__PROVIDED DATA__
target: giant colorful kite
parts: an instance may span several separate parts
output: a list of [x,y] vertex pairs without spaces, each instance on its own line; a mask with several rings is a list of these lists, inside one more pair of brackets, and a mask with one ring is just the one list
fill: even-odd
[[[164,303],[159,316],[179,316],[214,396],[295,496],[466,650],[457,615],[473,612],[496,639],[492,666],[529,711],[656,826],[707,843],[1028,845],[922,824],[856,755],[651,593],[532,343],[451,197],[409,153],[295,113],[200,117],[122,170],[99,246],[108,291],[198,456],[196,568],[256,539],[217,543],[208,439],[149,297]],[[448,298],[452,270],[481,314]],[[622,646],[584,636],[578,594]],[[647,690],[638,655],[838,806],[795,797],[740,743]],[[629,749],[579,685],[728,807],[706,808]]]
---
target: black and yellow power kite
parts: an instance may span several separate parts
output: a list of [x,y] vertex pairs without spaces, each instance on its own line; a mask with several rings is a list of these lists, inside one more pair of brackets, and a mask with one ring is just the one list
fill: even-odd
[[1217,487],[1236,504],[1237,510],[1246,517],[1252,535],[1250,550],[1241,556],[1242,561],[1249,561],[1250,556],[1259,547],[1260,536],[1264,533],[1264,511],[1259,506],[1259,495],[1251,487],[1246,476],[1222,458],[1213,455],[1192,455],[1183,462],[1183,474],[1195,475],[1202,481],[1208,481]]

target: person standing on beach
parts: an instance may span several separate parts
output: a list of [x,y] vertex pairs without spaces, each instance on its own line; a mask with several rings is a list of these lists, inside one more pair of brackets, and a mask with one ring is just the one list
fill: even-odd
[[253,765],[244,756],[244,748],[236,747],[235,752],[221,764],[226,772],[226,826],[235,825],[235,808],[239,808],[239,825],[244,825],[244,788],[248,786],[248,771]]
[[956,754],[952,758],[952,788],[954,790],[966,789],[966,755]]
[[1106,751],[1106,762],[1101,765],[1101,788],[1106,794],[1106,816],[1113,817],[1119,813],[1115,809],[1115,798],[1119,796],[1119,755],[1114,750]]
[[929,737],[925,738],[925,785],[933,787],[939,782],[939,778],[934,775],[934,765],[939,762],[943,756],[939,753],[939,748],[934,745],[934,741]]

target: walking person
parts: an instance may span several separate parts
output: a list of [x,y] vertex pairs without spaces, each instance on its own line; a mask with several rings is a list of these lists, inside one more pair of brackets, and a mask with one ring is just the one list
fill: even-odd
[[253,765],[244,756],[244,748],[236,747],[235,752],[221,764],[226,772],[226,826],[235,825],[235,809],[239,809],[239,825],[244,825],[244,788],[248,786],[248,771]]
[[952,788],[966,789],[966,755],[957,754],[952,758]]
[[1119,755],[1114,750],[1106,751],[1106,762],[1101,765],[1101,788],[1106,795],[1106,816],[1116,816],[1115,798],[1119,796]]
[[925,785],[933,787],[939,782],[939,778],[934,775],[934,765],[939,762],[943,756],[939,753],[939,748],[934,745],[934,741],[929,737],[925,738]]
==
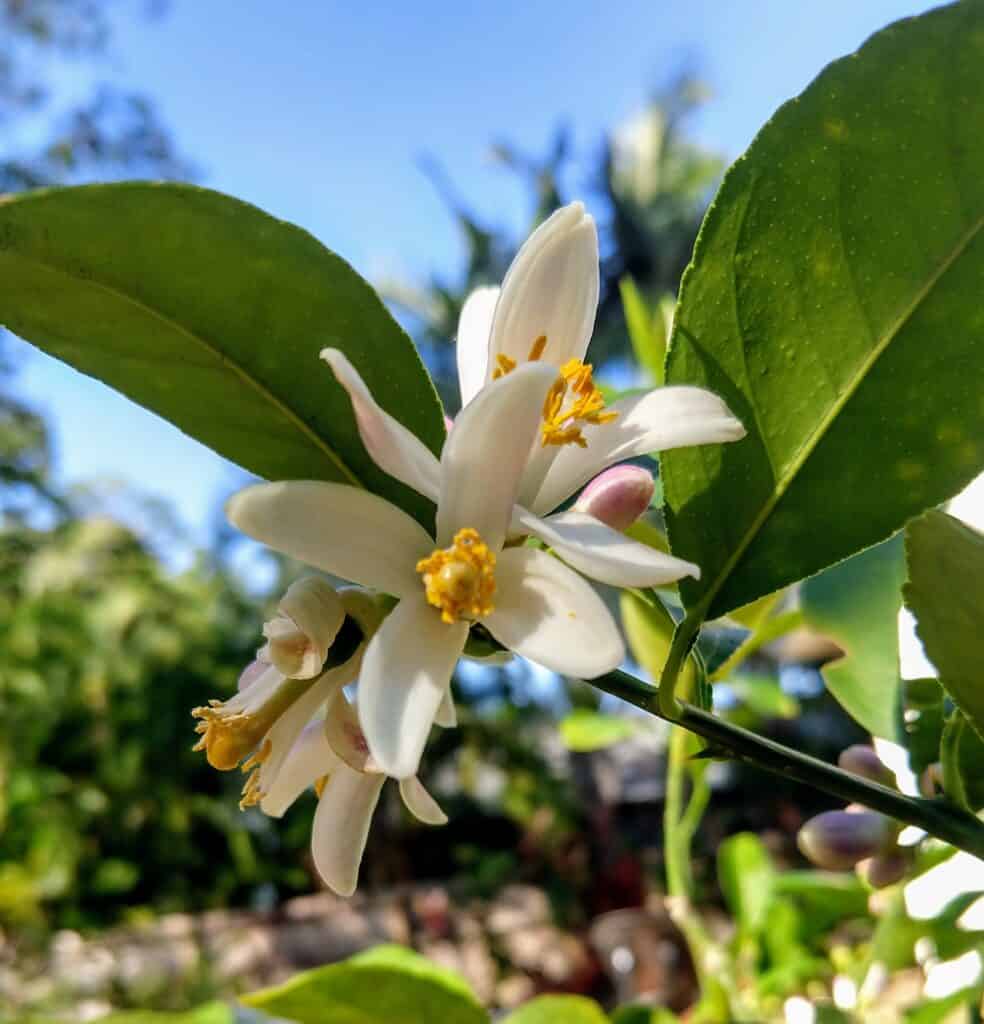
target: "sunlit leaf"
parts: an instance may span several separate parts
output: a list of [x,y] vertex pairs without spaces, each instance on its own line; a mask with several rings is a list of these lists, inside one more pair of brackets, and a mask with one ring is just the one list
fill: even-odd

__EXERCISE__
Copy out, in full, each line above that has the word "target" in it.

__SOLUTION TO THIS TASK__
target: giant colorful kite
target: black and yellow power kite
target: person standing on beach
target: walking person
target: "sunlit leaf"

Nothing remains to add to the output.